# TEXTE FOURNI:
::::::

Un texte signé Jocelyn Manchec

USA - 1977 - Stuart Hagmann
Titres alternatifs : Tarantulas: The Deadly Cargo
Interprètes : Claude Akins, Pat Hingle, Tom Atkins, Deborah Winters, Charles Frank

retrospective

Tarantulas: Le Cargo de la Mort

L’épouvante animalière dépend principalement de trois courants, parfois combinés mais pas toujours, que sont le gigantisme (ou plus vastement la mutation), la délocalisation (un prédateur amené dans un nouveau contexte, peu préparé à sa présence) et le surnuméraire (indispensable pour soutenir le principe invasif !). Il en va surtout de ce dernier lorsque l’on traite des insectes (exception faite de la SF 50’s, le cauchemar atomique ayant plutôt joué la carte de la croissance aussi soudaine que terrifiante, telle qu’on la retrouve dans THEM ! (Gordon Douglas, 1954), TARANTULA (Jack Arnold, 1955)).
La SF accompagnant souvent les angoisses d’une époque, les horribles années 70 se parent donc volontiers de préoccupations écologiques, voire politico-écologiques.

Un avion-cargo en provenance d’Amérique du sud, transportant une importante cargaison de café frelaté, se crashe dans une orangeraie de Californie. Les sacs de café sont infestés de tarentules extrêmement venimeuses, qui vont se répandre dans toute la région. Semant la mort et la terreur sur leur passage, les redoutables araignées envahissent la ville toute proche.

::::::

# DONNÉES SOURCES:
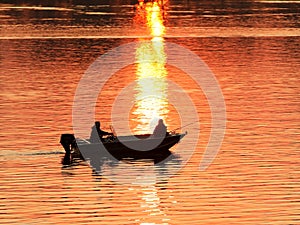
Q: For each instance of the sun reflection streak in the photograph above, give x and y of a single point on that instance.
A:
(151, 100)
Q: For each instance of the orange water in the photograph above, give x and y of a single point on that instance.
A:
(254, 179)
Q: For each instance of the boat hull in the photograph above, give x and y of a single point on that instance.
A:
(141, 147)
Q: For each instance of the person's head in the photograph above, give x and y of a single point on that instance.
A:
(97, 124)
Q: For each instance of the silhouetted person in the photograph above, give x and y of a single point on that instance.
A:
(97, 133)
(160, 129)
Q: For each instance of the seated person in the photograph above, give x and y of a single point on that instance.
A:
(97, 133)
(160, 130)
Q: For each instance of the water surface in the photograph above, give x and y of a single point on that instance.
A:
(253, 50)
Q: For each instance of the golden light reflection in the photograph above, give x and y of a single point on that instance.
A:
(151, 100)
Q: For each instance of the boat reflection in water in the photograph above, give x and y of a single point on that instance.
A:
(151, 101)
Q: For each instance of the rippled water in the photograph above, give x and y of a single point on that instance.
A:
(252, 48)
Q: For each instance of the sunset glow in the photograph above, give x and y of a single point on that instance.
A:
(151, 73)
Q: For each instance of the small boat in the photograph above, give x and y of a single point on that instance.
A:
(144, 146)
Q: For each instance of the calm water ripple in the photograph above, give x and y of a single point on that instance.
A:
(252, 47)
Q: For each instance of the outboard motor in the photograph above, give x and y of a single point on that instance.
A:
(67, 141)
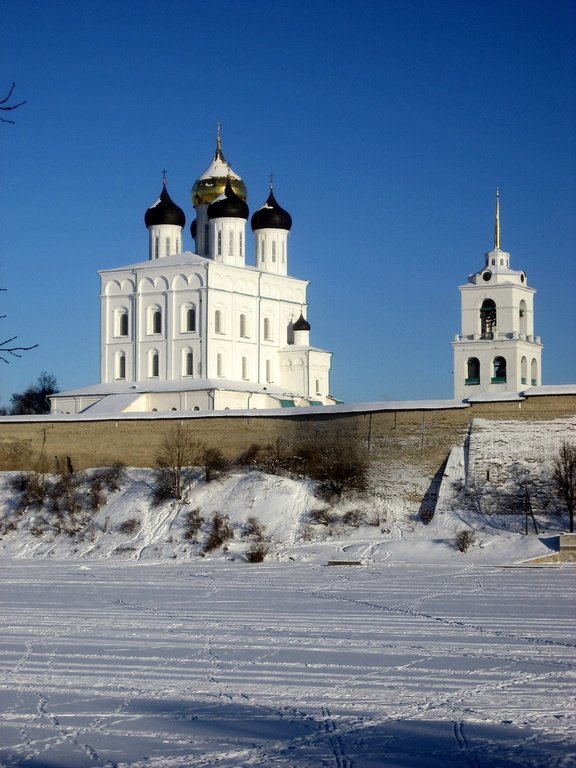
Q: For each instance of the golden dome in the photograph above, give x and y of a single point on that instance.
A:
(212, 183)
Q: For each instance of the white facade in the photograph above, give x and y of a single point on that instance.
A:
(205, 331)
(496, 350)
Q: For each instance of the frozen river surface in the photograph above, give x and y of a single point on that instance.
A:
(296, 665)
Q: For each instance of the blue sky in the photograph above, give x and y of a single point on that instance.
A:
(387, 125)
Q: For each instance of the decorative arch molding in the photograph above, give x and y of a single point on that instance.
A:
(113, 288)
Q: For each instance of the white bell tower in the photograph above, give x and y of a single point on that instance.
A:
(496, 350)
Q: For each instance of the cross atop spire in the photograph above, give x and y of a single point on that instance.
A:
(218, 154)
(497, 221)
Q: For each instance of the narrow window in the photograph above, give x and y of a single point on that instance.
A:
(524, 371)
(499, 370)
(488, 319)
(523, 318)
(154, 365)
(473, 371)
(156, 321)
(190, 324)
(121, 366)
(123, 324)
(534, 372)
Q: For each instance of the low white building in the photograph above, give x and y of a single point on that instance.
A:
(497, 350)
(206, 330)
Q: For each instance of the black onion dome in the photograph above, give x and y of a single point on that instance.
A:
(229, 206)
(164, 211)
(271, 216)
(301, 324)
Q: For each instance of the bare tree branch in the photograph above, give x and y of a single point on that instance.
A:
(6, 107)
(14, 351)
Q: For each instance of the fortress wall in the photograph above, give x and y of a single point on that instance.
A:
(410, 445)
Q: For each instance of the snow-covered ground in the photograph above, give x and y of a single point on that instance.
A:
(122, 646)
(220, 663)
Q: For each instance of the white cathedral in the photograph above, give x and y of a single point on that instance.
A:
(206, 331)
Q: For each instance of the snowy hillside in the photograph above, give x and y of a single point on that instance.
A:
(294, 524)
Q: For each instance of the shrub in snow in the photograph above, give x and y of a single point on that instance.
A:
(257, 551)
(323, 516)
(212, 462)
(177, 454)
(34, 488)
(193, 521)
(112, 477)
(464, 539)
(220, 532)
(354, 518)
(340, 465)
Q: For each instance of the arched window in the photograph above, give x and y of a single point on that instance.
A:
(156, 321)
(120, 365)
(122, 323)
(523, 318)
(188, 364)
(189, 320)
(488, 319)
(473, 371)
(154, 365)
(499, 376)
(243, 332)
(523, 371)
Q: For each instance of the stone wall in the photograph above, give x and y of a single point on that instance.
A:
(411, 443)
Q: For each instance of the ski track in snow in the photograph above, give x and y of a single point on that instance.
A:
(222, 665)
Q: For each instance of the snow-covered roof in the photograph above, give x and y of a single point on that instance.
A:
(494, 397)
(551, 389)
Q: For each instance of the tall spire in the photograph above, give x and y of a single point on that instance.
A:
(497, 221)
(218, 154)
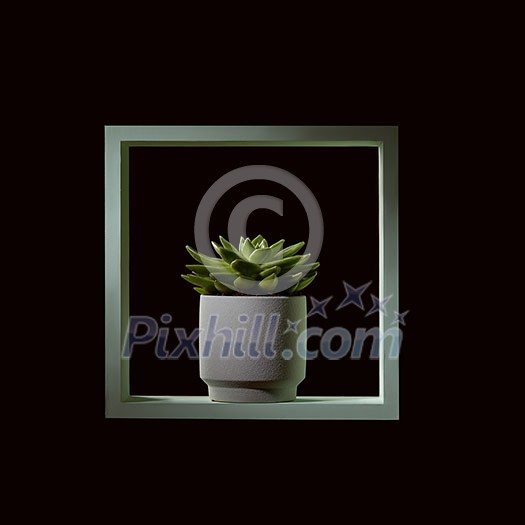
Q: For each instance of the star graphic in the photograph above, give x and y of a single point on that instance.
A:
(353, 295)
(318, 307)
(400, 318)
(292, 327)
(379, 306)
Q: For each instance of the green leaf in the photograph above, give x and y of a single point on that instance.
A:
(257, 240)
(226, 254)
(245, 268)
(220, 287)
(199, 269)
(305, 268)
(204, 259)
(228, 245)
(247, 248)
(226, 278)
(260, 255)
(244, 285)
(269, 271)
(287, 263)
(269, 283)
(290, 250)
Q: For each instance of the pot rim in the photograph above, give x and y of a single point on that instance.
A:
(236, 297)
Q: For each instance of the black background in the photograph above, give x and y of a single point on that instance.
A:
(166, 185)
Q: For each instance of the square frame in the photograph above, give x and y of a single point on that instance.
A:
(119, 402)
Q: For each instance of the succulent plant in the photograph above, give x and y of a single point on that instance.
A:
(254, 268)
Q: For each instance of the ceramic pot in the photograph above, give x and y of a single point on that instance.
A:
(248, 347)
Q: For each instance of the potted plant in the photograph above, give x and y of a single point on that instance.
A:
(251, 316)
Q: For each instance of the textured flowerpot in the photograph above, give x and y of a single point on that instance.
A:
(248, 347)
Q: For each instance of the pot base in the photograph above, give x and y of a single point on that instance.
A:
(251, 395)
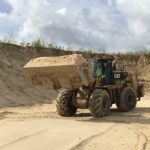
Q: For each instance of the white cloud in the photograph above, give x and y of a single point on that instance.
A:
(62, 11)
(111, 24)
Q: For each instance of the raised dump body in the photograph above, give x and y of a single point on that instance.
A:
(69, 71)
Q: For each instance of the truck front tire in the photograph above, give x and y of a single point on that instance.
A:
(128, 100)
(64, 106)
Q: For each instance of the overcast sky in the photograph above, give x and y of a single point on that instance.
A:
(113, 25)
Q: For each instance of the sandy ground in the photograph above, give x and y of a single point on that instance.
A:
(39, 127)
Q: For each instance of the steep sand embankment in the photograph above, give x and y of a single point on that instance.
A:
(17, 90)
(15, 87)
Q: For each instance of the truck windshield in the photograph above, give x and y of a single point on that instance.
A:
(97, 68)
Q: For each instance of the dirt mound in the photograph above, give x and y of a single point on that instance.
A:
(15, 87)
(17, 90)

::::::

# CONSIGNES À SUIVRE:
(a) Dans le texte sur le film Tarantulas, où l'avion-cargo s'écrase-t-il ?
(b) Recopiez le passage du texte sur le film Tarantulas, depuis « Un texte signé » jusqu'à « (Jack Arnold, 1955)). » inclus.
Les items forment un ensemble à part, distinct du texte.

# RÉPONSES FOURNIES:
(a) Dans une orangeraie de Californie.

(b)
Un texte signé Jocelyn Manchec

USA - 1977 - Stuart Hagmann
Titres alternatifs : Tarantulas: The Deadly Cargo
Interprètes : Claude Akins, Pat Hingle, Tom Atkins, Deborah Winters, Charles Frank

retrospective

Tarantulas: Le Cargo de la Mort

L’épouvante animalière dépend principalement de trois courants, parfois combinés mais pas toujours, que sont le gigantisme (ou plus vastement la mutation), la délocalisation (un prédateur amené dans un nouveau contexte, peu préparé à sa présence) et le surnuméraire (indispensable pour soutenir le principe invasif !). Il en va surtout de ce dernier lorsque l’on traite des insectes (exception faite de la SF 50’s, le cauchemar atomique ayant plutôt joué la carte de la croissance aussi soudaine que terrifiante, telle qu’on la retrouve dans THEM ! (Gordon Douglas, 1954), TARANTULA (Jack Arnold, 1955)).